Give the count of lines in the records below that contain "hood", and say nothing more.
------------------------------------------------
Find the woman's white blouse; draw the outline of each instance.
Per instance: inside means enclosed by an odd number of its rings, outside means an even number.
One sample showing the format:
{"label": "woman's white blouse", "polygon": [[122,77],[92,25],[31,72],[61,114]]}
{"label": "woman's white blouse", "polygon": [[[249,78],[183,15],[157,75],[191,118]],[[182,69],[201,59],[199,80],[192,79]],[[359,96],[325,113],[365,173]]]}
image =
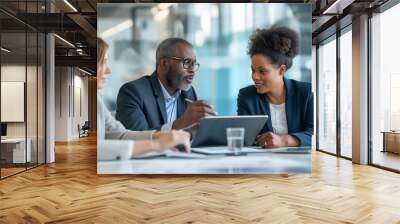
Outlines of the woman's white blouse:
{"label": "woman's white blouse", "polygon": [[275,134],[288,134],[285,104],[269,104],[271,123]]}
{"label": "woman's white blouse", "polygon": [[130,131],[117,121],[97,95],[97,159],[130,159],[134,140],[151,140],[155,131]]}

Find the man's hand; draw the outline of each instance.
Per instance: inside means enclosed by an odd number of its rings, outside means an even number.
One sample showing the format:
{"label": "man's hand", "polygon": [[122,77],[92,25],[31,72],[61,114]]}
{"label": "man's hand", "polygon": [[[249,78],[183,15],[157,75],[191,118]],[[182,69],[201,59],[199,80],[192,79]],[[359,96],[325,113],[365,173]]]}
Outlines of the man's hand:
{"label": "man's hand", "polygon": [[189,104],[185,113],[172,124],[172,129],[192,129],[202,118],[215,115],[217,113],[213,106],[203,100],[194,101]]}

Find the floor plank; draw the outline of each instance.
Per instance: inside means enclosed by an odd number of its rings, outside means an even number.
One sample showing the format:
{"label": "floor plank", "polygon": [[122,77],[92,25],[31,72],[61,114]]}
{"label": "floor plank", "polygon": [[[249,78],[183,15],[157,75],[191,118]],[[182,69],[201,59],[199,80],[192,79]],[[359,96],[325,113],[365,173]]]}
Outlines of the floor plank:
{"label": "floor plank", "polygon": [[96,139],[0,181],[0,223],[400,223],[400,175],[314,152],[312,174],[96,174]]}
{"label": "floor plank", "polygon": [[372,157],[372,162],[376,165],[400,170],[400,154],[375,151]]}

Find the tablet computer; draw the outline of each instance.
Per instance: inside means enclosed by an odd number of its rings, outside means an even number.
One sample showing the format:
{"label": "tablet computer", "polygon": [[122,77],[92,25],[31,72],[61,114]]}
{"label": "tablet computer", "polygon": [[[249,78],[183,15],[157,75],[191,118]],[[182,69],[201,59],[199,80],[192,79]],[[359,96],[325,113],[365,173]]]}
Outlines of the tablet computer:
{"label": "tablet computer", "polygon": [[251,146],[267,122],[268,115],[213,116],[200,121],[192,147],[227,145],[227,128],[244,128],[244,146]]}

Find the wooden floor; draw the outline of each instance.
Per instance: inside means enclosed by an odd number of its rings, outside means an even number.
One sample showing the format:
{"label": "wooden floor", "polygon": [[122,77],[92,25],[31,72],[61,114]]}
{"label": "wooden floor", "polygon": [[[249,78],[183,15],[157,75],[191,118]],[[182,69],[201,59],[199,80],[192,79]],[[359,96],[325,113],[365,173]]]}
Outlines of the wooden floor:
{"label": "wooden floor", "polygon": [[315,152],[313,172],[98,176],[95,138],[0,181],[0,223],[400,223],[400,175]]}
{"label": "wooden floor", "polygon": [[372,157],[374,164],[400,170],[400,155],[392,152],[375,151]]}
{"label": "wooden floor", "polygon": [[8,177],[11,176],[13,174],[19,173],[19,172],[23,172],[25,171],[25,167],[24,168],[1,168],[1,178],[4,177]]}
{"label": "wooden floor", "polygon": [[18,174],[20,172],[24,172],[27,169],[28,170],[29,169],[34,169],[37,166],[38,166],[37,164],[29,164],[29,165],[27,165],[27,167],[25,167],[25,165],[22,164],[22,165],[18,165],[18,167],[11,167],[11,168],[10,167],[6,167],[6,168],[3,167],[3,168],[1,168],[1,178],[6,178],[8,176],[15,175],[15,174]]}

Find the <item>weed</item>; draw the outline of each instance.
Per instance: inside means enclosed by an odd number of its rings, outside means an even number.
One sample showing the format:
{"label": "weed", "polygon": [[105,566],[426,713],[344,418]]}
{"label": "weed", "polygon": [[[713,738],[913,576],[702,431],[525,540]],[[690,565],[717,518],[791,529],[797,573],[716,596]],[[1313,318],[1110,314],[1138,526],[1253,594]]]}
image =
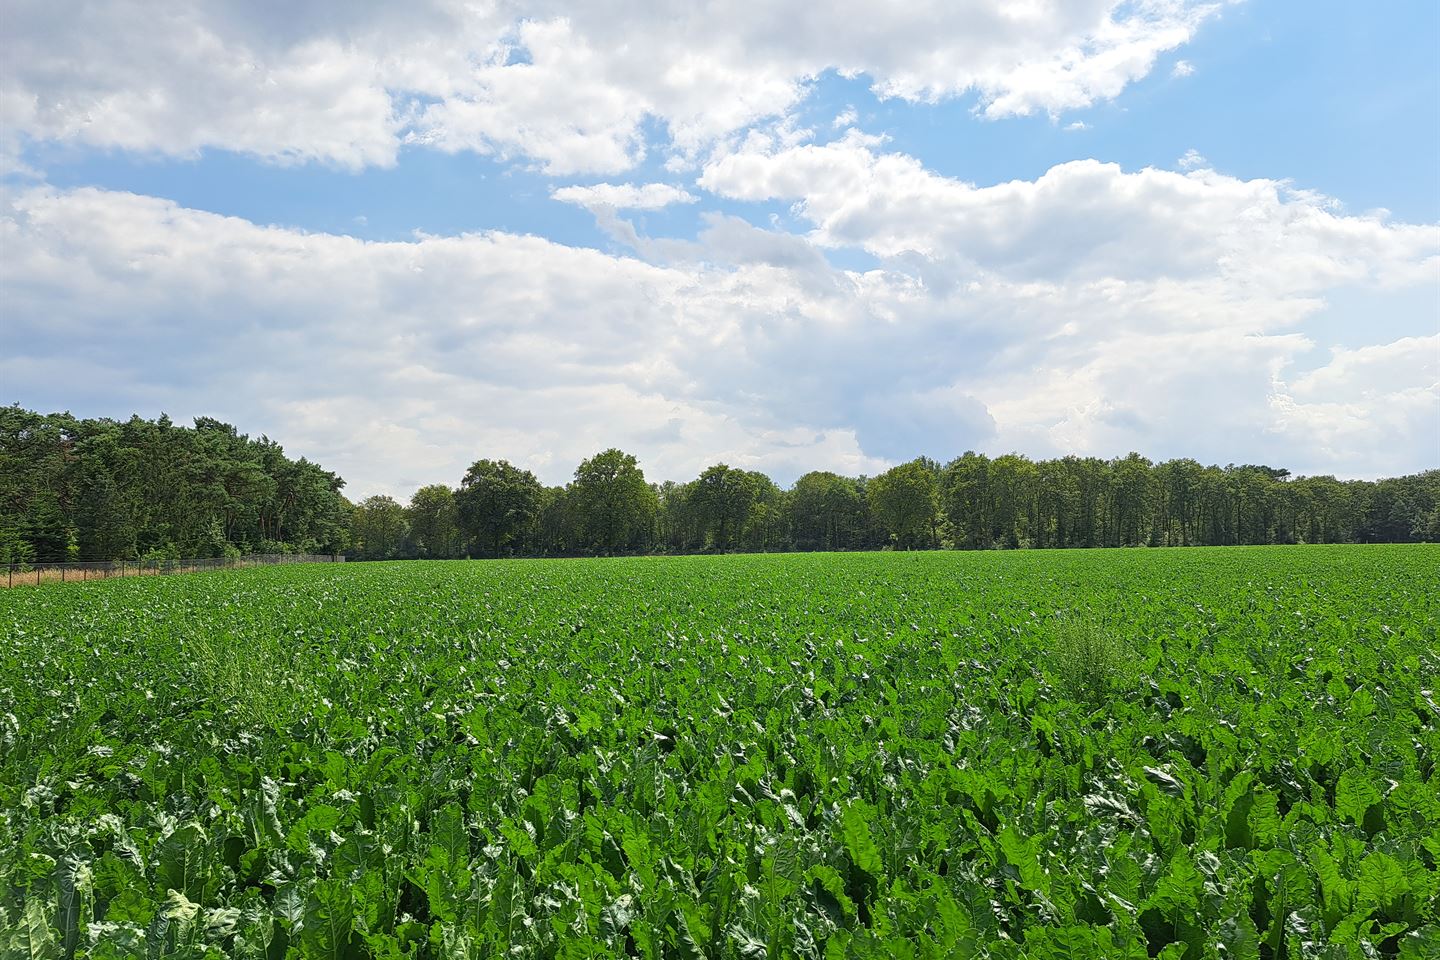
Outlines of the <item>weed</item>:
{"label": "weed", "polygon": [[1050,634],[1048,659],[1060,690],[1099,707],[1135,679],[1135,651],[1104,627],[1078,617],[1059,617]]}

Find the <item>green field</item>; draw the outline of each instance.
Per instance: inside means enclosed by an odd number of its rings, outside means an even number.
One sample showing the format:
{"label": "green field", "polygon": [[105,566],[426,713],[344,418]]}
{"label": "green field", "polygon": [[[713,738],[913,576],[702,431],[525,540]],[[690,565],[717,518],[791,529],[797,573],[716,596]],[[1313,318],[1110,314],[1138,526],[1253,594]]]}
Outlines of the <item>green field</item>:
{"label": "green field", "polygon": [[1440,956],[1440,548],[0,594],[0,955]]}

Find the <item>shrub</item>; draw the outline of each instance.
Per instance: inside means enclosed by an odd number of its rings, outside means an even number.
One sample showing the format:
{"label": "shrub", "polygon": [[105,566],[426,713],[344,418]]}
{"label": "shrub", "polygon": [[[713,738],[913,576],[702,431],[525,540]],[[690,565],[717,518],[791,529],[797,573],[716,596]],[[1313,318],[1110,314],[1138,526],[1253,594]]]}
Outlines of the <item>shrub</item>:
{"label": "shrub", "polygon": [[180,562],[180,551],[169,540],[140,554],[140,566],[156,570],[173,570]]}

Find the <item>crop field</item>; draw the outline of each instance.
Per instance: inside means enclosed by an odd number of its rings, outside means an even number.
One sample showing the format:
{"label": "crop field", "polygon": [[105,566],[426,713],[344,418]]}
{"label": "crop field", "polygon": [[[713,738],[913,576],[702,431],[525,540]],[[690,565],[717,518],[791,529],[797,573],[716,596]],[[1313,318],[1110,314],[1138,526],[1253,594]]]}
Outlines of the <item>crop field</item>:
{"label": "crop field", "polygon": [[0,594],[0,956],[1440,957],[1440,548]]}

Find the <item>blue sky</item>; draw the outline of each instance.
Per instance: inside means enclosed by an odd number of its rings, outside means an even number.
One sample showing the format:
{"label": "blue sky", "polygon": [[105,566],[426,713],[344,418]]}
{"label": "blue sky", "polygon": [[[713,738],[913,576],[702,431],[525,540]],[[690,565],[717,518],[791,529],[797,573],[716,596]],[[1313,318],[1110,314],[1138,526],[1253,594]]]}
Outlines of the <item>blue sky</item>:
{"label": "blue sky", "polygon": [[1433,3],[976,2],[793,40],[214,3],[114,47],[7,6],[7,402],[222,416],[356,495],[479,456],[562,482],[612,444],[657,479],[1440,465]]}

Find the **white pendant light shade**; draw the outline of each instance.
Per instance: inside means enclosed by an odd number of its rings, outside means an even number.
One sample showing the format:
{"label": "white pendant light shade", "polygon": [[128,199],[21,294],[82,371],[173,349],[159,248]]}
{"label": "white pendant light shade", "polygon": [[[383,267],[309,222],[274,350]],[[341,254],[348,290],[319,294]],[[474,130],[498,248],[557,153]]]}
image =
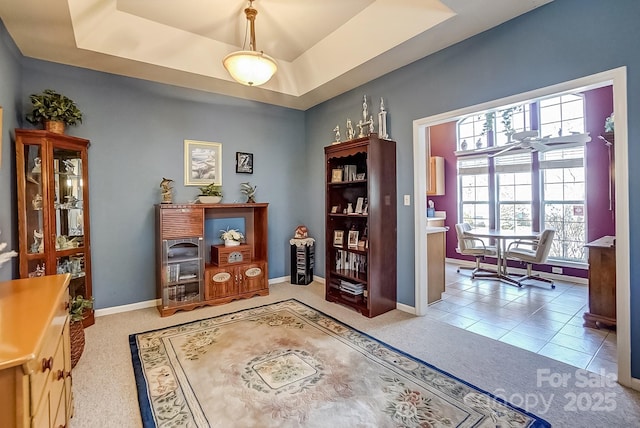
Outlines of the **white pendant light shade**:
{"label": "white pendant light shade", "polygon": [[256,48],[255,21],[258,11],[252,7],[254,1],[249,0],[249,7],[244,10],[251,31],[249,36],[251,50],[230,53],[222,60],[224,68],[227,69],[231,77],[247,86],[260,86],[263,83],[267,83],[278,70],[273,58],[265,55],[262,51],[258,51]]}
{"label": "white pendant light shade", "polygon": [[259,86],[271,79],[278,70],[269,55],[258,51],[233,52],[222,60],[231,77],[247,86]]}

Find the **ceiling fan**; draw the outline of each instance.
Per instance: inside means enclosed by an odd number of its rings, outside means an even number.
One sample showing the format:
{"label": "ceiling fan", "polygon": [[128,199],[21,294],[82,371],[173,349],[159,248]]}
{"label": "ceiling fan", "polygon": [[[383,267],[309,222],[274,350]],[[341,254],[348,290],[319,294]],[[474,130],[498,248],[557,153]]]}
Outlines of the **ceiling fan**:
{"label": "ceiling fan", "polygon": [[538,131],[522,131],[516,132],[511,136],[513,142],[507,143],[505,148],[497,153],[492,153],[489,156],[500,156],[508,151],[516,149],[529,149],[533,152],[546,152],[551,150],[554,146],[562,145],[563,148],[579,146],[591,141],[589,133],[576,133],[572,132],[570,135],[560,137],[539,137]]}

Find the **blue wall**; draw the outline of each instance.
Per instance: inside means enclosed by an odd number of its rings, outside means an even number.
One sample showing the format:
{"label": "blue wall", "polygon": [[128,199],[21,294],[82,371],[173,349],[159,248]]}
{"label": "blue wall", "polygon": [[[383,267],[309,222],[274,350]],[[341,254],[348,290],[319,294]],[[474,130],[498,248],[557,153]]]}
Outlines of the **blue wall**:
{"label": "blue wall", "polygon": [[[615,7],[613,6],[615,3]],[[377,112],[380,97],[388,110],[389,133],[397,142],[398,301],[414,305],[414,215],[402,205],[413,195],[413,121],[626,65],[628,117],[640,114],[640,2],[637,0],[555,0],[499,27],[407,65],[307,111],[309,192],[322,194],[323,147],[331,130],[347,117],[359,119],[362,96]],[[640,122],[629,121],[629,162],[640,160]],[[626,160],[623,160],[626,161]],[[640,169],[629,168],[630,183]],[[630,186],[630,218],[640,215],[637,186]],[[309,212],[307,225],[323,230],[323,212]],[[640,228],[631,224],[631,307],[640,307],[638,279]],[[324,245],[316,266],[324,271]],[[632,374],[640,377],[640,313],[631,311]]]}
{"label": "blue wall", "polygon": [[[21,118],[30,110],[28,94],[46,88],[73,99],[84,114],[67,133],[91,140],[96,308],[155,299],[160,180],[175,180],[176,203],[199,193],[183,186],[185,139],[222,143],[223,202],[245,200],[240,182],[257,184],[257,201],[270,203],[269,274],[288,274],[288,240],[304,219],[303,112],[33,59],[24,59],[21,70]],[[253,175],[235,173],[236,151],[253,153]]]}
{"label": "blue wall", "polygon": [[[0,107],[2,107],[2,133],[0,134],[0,242],[8,244],[5,251],[18,249],[18,234],[15,230],[17,213],[15,188],[15,150],[10,135],[18,126],[16,108],[22,102],[20,93],[21,55],[15,43],[0,22]],[[0,267],[0,281],[17,275],[17,258]]]}
{"label": "blue wall", "polygon": [[[549,86],[620,66],[628,67],[628,117],[639,117],[640,36],[636,0],[555,0],[453,47],[322,103],[307,112],[230,97],[205,94],[141,80],[16,59],[15,47],[1,28],[0,105],[5,128],[20,125],[28,94],[47,87],[74,99],[86,122],[69,133],[92,141],[90,149],[91,227],[94,294],[98,308],[155,297],[153,204],[160,178],[176,179],[177,200],[192,199],[195,188],[182,180],[182,140],[223,143],[225,201],[239,199],[238,183],[258,184],[258,201],[270,208],[269,271],[289,272],[288,239],[298,223],[318,238],[316,273],[324,275],[324,154],[332,129],[347,118],[357,121],[362,96],[371,112],[384,97],[388,128],[397,141],[398,300],[414,304],[413,207],[401,204],[413,195],[412,122],[415,119]],[[5,77],[5,69],[8,78]],[[22,80],[19,75],[22,74]],[[7,83],[9,82],[9,83]],[[19,90],[17,87],[19,86]],[[20,100],[20,101],[16,101]],[[7,112],[18,103],[22,111]],[[17,115],[17,116],[16,116]],[[7,117],[12,116],[9,123]],[[23,124],[24,125],[24,124]],[[630,165],[640,160],[640,123],[629,122]],[[11,171],[13,152],[4,131],[0,169],[0,228],[11,238],[15,212]],[[254,153],[253,176],[234,173],[236,151]],[[9,160],[7,159],[9,158]],[[621,160],[624,161],[624,160]],[[640,169],[629,168],[637,183]],[[630,218],[640,214],[637,191],[630,186]],[[9,206],[9,207],[8,207]],[[15,226],[14,226],[15,227]],[[631,225],[631,306],[640,307],[634,263],[640,228]],[[16,239],[12,238],[14,244]],[[0,271],[6,276],[6,269]],[[640,314],[631,311],[632,375],[640,377]]]}

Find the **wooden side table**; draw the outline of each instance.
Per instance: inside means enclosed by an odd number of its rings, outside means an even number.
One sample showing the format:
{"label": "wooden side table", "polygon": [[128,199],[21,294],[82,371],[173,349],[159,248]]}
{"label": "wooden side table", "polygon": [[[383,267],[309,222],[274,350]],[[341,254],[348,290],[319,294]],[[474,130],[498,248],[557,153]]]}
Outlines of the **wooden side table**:
{"label": "wooden side table", "polygon": [[603,236],[585,245],[589,249],[589,310],[584,326],[616,325],[616,237]]}

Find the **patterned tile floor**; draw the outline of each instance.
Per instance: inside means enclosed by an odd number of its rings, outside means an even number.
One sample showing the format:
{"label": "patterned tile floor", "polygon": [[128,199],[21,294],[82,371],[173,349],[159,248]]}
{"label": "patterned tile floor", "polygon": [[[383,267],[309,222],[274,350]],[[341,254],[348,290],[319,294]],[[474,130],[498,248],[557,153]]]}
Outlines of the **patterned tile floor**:
{"label": "patterned tile floor", "polygon": [[587,286],[556,281],[522,288],[471,279],[447,264],[442,300],[427,316],[594,372],[617,373],[616,332],[583,327]]}

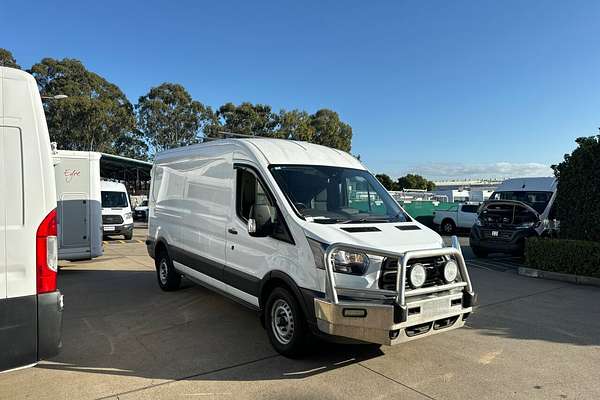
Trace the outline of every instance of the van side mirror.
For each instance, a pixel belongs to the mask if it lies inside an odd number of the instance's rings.
[[[248,218],[248,234],[252,237],[266,237],[273,233],[275,208],[267,204],[253,205]]]

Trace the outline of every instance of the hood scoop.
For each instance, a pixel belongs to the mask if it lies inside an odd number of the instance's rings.
[[[381,229],[375,226],[349,226],[347,228],[340,228],[343,231],[350,233],[360,233],[360,232],[381,232]]]
[[[419,230],[421,230],[421,228],[419,228],[417,225],[397,225],[396,228],[400,229],[401,231],[419,231]]]

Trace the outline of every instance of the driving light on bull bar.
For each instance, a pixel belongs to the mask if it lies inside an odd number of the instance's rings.
[[[408,274],[408,283],[413,289],[420,288],[427,279],[427,271],[423,264],[413,264]]]
[[[336,250],[331,258],[333,270],[342,274],[363,275],[369,268],[369,257],[364,253]]]
[[[444,265],[444,280],[447,283],[454,282],[458,276],[458,265],[454,260],[450,260]]]

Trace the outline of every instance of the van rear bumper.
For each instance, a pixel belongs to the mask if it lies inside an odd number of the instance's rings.
[[[392,346],[460,328],[473,311],[473,302],[474,298],[458,292],[410,302],[408,315],[394,304],[334,304],[318,298],[314,308],[323,333]]]
[[[38,359],[53,357],[62,348],[63,295],[60,290],[38,294]]]

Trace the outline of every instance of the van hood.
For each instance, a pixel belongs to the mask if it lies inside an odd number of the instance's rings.
[[[443,247],[440,235],[419,223],[359,223],[303,225],[307,237],[319,242],[346,243],[404,253],[411,250],[437,249]]]

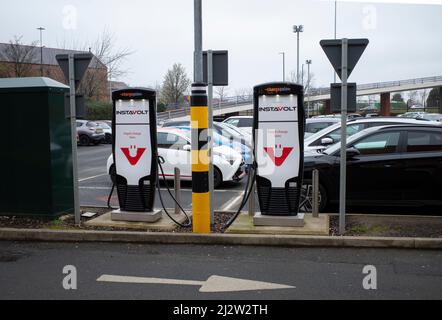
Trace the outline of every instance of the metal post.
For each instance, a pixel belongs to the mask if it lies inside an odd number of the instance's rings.
[[[296,82],[299,84],[300,82],[299,82],[299,33],[300,33],[300,31],[298,31],[296,34],[297,34],[297,41],[298,41],[298,44],[297,44],[297,51],[298,51],[298,53],[297,53],[297,56],[296,56],[296,61],[297,61],[297,63],[296,63]]]
[[[209,107],[209,193],[210,193],[210,223],[215,223],[214,213],[214,171],[213,171],[213,52],[207,52],[207,81]]]
[[[46,30],[43,27],[37,28],[37,30],[40,30],[40,73],[43,77],[43,30]]]
[[[335,0],[335,40],[337,36],[338,1]],[[334,83],[336,83],[336,72],[333,72]]]
[[[180,206],[181,205],[181,170],[179,168],[175,168],[175,214],[179,215],[181,213]]]
[[[319,170],[318,169],[313,170],[312,187],[313,187],[312,215],[313,218],[319,218]]]
[[[285,52],[280,52],[282,55],[282,82],[285,82]]]
[[[71,111],[71,142],[72,142],[72,173],[74,179],[74,210],[75,224],[81,225],[80,202],[78,197],[78,167],[77,167],[77,111],[75,106],[75,70],[74,55],[69,54],[69,87]]]
[[[310,118],[310,64],[312,60],[307,60],[307,119]]]
[[[209,108],[205,83],[192,84],[190,98],[192,127],[192,206],[193,232],[210,233],[209,192]]]
[[[249,172],[249,174],[252,174],[252,172]],[[256,192],[256,186],[253,187],[252,193],[250,194],[250,198],[249,198],[249,216],[250,217],[255,216],[255,192]]]
[[[342,92],[341,92],[341,178],[339,195],[339,233],[345,233],[347,182],[347,77],[348,39],[342,39]]]
[[[203,82],[203,21],[201,0],[194,0],[195,57],[194,81]]]

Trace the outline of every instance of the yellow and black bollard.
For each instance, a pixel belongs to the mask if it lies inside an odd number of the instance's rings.
[[[193,232],[210,233],[209,108],[204,83],[192,84],[190,117],[192,128]]]

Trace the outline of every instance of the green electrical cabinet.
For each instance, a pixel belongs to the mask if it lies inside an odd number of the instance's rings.
[[[0,215],[73,212],[68,92],[49,78],[0,79]]]

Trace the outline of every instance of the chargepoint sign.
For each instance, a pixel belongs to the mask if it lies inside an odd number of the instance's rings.
[[[129,185],[150,175],[152,166],[150,146],[149,101],[116,101],[115,164],[119,175]]]
[[[255,155],[261,212],[297,215],[303,175],[302,86],[255,87]]]
[[[122,211],[151,212],[157,182],[156,93],[115,91],[112,151]]]
[[[284,188],[287,177],[297,177],[299,172],[299,135],[294,126],[298,122],[298,97],[261,96],[259,105],[259,174],[274,187]]]

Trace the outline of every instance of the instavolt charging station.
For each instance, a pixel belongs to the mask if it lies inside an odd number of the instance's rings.
[[[156,222],[154,211],[158,179],[156,92],[131,88],[112,94],[113,157],[120,209],[112,220]]]
[[[301,85],[254,88],[257,226],[304,226],[299,204],[304,171],[304,94]]]

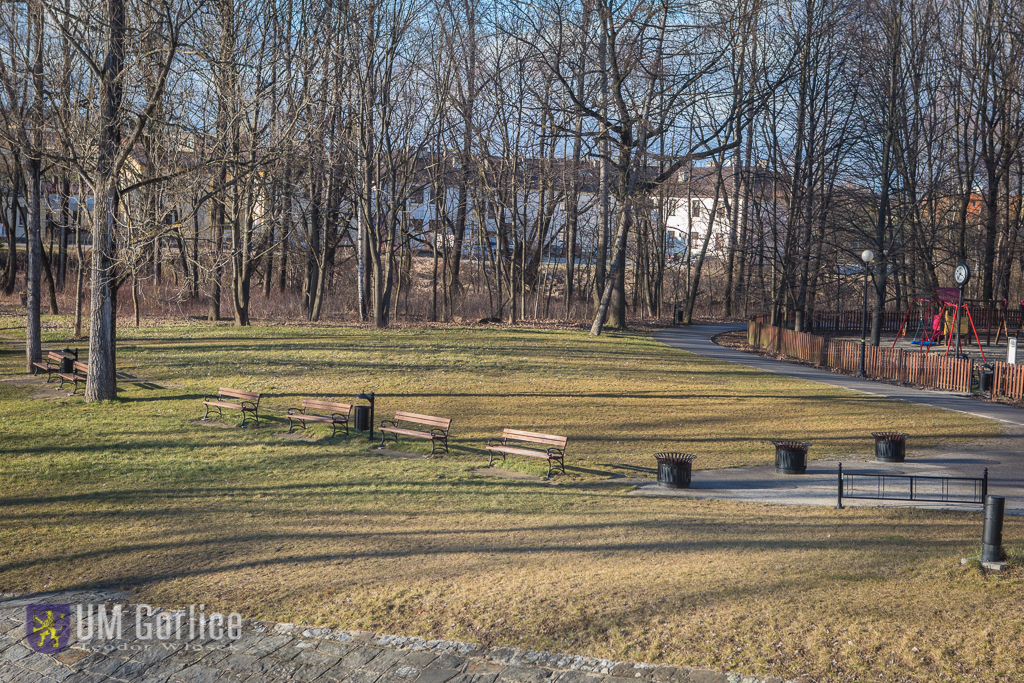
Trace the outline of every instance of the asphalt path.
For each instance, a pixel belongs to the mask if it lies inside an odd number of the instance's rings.
[[[699,356],[792,377],[818,382],[851,392],[884,399],[907,401],[917,405],[952,410],[975,417],[997,420],[1003,433],[995,438],[949,449],[915,452],[913,435],[908,439],[908,459],[902,463],[881,463],[873,454],[843,458],[846,471],[876,474],[913,474],[919,476],[981,477],[988,469],[989,493],[1006,498],[1007,514],[1024,515],[1024,410],[1000,403],[979,400],[966,394],[901,387],[884,382],[849,377],[796,363],[772,360],[719,346],[712,337],[742,324],[694,325],[656,332],[654,338],[672,348]],[[842,401],[835,406],[842,410]],[[813,448],[813,446],[812,446]],[[812,460],[804,475],[776,474],[774,467],[738,467],[694,472],[689,489],[662,489],[654,482],[637,482],[637,495],[674,495],[794,505],[832,505],[837,502],[835,459]],[[898,490],[898,489],[896,489]],[[936,503],[906,503],[844,499],[844,505],[906,506],[925,509],[979,509],[977,506]]]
------------------------------------------------
Answer space >> 2